(Dataset entries)
___

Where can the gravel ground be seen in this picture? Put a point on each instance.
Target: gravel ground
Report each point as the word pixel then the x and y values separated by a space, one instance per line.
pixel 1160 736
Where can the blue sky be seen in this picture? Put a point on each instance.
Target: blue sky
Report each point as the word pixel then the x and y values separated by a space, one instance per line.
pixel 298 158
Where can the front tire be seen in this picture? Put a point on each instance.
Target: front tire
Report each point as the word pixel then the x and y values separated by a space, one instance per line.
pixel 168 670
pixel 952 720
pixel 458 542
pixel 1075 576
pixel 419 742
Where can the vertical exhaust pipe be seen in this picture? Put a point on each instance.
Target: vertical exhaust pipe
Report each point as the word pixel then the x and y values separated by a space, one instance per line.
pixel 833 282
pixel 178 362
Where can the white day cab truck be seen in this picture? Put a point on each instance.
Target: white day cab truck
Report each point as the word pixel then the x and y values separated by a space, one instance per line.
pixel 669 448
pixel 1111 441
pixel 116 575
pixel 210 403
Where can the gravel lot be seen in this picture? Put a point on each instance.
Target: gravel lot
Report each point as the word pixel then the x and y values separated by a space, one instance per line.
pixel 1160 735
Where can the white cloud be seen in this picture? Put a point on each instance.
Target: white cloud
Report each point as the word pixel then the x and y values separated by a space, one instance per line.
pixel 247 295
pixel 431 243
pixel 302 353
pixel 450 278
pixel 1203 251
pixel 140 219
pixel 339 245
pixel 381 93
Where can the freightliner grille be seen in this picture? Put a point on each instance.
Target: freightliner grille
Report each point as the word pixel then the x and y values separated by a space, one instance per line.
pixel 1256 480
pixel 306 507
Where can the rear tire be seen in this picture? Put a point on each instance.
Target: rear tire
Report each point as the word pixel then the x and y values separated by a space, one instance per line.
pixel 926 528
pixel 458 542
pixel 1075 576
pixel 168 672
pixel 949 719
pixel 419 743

___

**WHAT IS REQUIRED**
Quote word for word the part of the records that runs from their first line through the line containing "pixel 178 362", with both ends included.

**WRITTEN ANSWER**
Where can the gravel ground be seen in this picture? Put a point on each instance.
Target: gravel ground
Report each point as the word pixel then the x and y values separated by a space, one instance per line.
pixel 1160 736
Where can the blue sky be seen in this picture? Put a point on each instance.
Target: blue sky
Report each point as the word pixel then the x and y values separated by a space, one instance per line.
pixel 298 158
Where can the front tire be seen in this picture? Put a point on each instance.
Target: front tire
Report each point as the word pixel then the x and y values separated by a space, one instance per line.
pixel 168 670
pixel 952 720
pixel 458 542
pixel 1075 576
pixel 419 742
Where can the vertical exhaust pipe be seen in this picture? Put a point on each instance.
Target: vertical exhaust pipe
Report each point as the word pixel then the x and y values separated by a space, one instance per line.
pixel 833 282
pixel 178 362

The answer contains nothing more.